PROVIDED MATERIAL:
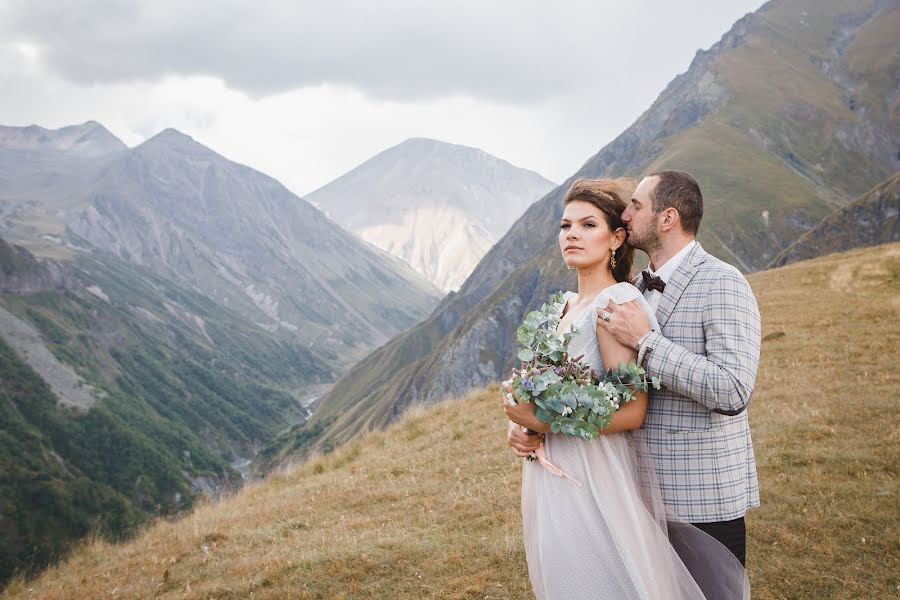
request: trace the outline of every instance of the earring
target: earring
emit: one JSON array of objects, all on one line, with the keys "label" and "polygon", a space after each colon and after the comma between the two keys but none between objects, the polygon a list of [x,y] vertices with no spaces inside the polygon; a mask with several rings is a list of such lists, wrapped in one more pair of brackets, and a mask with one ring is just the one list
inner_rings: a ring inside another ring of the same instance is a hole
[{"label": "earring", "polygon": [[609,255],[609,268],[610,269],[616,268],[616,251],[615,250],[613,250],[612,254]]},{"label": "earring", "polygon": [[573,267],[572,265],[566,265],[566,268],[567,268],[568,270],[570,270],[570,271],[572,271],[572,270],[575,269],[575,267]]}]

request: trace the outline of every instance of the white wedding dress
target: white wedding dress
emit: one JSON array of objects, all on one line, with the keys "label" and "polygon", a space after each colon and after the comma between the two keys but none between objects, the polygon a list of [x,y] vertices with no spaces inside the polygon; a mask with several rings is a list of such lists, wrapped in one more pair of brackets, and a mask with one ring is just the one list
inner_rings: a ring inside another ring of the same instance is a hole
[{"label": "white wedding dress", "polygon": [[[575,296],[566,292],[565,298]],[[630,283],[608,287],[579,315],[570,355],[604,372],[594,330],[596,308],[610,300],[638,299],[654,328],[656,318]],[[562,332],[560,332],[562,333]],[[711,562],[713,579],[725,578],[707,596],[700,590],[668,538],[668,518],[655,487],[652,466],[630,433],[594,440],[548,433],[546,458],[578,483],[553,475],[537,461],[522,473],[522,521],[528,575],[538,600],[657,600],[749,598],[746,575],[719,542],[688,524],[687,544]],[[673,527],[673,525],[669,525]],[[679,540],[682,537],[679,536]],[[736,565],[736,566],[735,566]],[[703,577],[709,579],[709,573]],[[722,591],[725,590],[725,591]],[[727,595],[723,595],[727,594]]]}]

EXERCISE DESCRIPTION:
Set down the whole listing word for word, omitting the pictures.

THE ANSWER:
request: trace the outline of every instance of the earring
target: earring
emit: one JSON array of objects, all on one line, with the keys "label" and "polygon", a space after each colon and after the comma between the two keys but none between objects, the polygon a list of [x,y] vertices with no spaces inside the polygon; a mask with several rings is a list of such lists, wrapped in one more pair of brackets, and a mask with one ring is just the one list
inner_rings: a ring inside another ring of the same instance is a hole
[{"label": "earring", "polygon": [[609,255],[609,268],[610,269],[616,268],[616,251],[615,250],[613,250],[612,254]]},{"label": "earring", "polygon": [[573,267],[572,265],[566,265],[566,268],[567,268],[568,270],[570,270],[570,271],[572,271],[572,270],[575,269],[575,267]]}]

request: trace the outline of every instance of the white wedding dress
target: white wedding dress
emit: one JSON array of objects, all on one line, with the keys "label" and "polygon", a space after each colon and after the comma between the two keys but none between objects, the polygon a list of [x,y] vertices with no spaces inside the polygon; a mask with several rings is a list of such lists, wrapped in one more pair of brackets, and a mask with one ring is just the one list
inner_rings: a ring inside another ring of the same instance is a hole
[{"label": "white wedding dress", "polygon": [[[575,296],[566,292],[565,298]],[[630,283],[608,287],[579,315],[570,355],[604,372],[594,330],[596,308],[610,300],[638,299],[654,328],[656,318]],[[562,332],[560,332],[562,333]],[[711,562],[713,579],[725,578],[707,596],[700,590],[668,538],[668,518],[655,487],[652,466],[630,433],[594,440],[548,433],[546,458],[578,483],[553,475],[537,461],[522,473],[522,521],[528,575],[538,600],[657,600],[749,598],[746,575],[719,542],[688,524],[687,544]],[[673,527],[673,525],[669,525]],[[679,540],[682,537],[679,536]],[[736,565],[736,566],[735,566]],[[703,577],[709,579],[709,573]],[[722,591],[725,590],[725,591]],[[727,595],[723,595],[727,594]]]}]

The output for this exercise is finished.